### [To do]
Render every line of the entries below as a numbered list, leaving out the blank lines.

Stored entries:

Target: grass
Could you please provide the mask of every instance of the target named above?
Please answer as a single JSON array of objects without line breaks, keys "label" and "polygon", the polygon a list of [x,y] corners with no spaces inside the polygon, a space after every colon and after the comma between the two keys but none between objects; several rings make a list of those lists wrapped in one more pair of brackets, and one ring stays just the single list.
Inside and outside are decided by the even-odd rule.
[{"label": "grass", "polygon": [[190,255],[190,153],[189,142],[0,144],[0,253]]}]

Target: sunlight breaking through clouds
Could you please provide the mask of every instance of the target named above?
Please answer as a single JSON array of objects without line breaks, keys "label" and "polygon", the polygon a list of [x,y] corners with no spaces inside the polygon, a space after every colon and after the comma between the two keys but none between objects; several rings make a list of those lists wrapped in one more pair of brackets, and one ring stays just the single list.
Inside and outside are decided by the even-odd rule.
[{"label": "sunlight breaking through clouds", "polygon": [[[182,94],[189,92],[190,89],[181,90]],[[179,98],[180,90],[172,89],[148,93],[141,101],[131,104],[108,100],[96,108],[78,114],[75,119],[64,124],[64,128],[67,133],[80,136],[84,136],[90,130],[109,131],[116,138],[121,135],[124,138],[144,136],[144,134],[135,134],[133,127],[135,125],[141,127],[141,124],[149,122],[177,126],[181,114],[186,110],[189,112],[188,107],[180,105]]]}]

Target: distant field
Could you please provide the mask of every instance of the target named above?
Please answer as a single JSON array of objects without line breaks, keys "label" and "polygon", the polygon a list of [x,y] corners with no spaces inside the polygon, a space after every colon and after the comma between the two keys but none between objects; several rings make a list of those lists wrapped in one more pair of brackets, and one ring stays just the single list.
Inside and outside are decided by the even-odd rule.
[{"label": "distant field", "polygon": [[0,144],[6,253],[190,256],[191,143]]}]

### [Completed task]
1. Target: grass
2. Could you please provide the mask of every instance of the target named above?
3. Please answer as a single JSON array of objects without line breaks, keys "label" and "polygon", the polygon a list of [x,y] corners with no spaces inside the polygon, a space after every colon and after the comma between the two keys but none between objects; several rings make a list of those lists wrapped in one more pair of brackets, and one ring stays just the single list.
4. Inside and outside are decided by the even-odd rule.
5. [{"label": "grass", "polygon": [[190,255],[190,153],[189,142],[0,144],[0,253]]}]
6. Target: sunlight breaking through clouds
7. Could you please provide the mask of every instance of the target named above?
8. Please answer as a single JSON array of objects without line breaks, keys "label" and "polygon", the polygon a list of [x,y] corners with no spaces inside the polygon, a space after every colon and after the comma between the two keys but none between objects; several rings make a list of those lists wrapped in one more pair of brackets, and one ring stays just the single list.
9. Inside and outside are decided by the even-odd rule.
10. [{"label": "sunlight breaking through clouds", "polygon": [[[182,94],[189,92],[190,89],[181,90]],[[179,98],[180,90],[172,89],[148,93],[141,101],[131,104],[108,100],[96,108],[78,114],[75,119],[64,124],[64,128],[67,133],[80,136],[84,136],[90,130],[109,131],[116,138],[121,135],[124,138],[144,136],[144,134],[135,134],[133,127],[135,125],[141,127],[141,124],[149,122],[177,126],[181,114],[186,110],[189,112],[188,107],[180,105]]]}]
11. Target: distant field
12. Could you please provide the mask of every instance of the target named above?
13. Please answer as a single JSON array of objects without line breaks, keys "label" and "polygon", the polygon a list of [x,y] corners with no spaces inside the polygon, a space after every colon and after the comma between the two keys but none between objects; several rings make a list of those lists wrapped in one more pair of brackets, and one ring stays just the single list.
14. Inside and outside are decided by the even-odd rule.
15. [{"label": "distant field", "polygon": [[0,144],[6,253],[190,256],[191,143]]}]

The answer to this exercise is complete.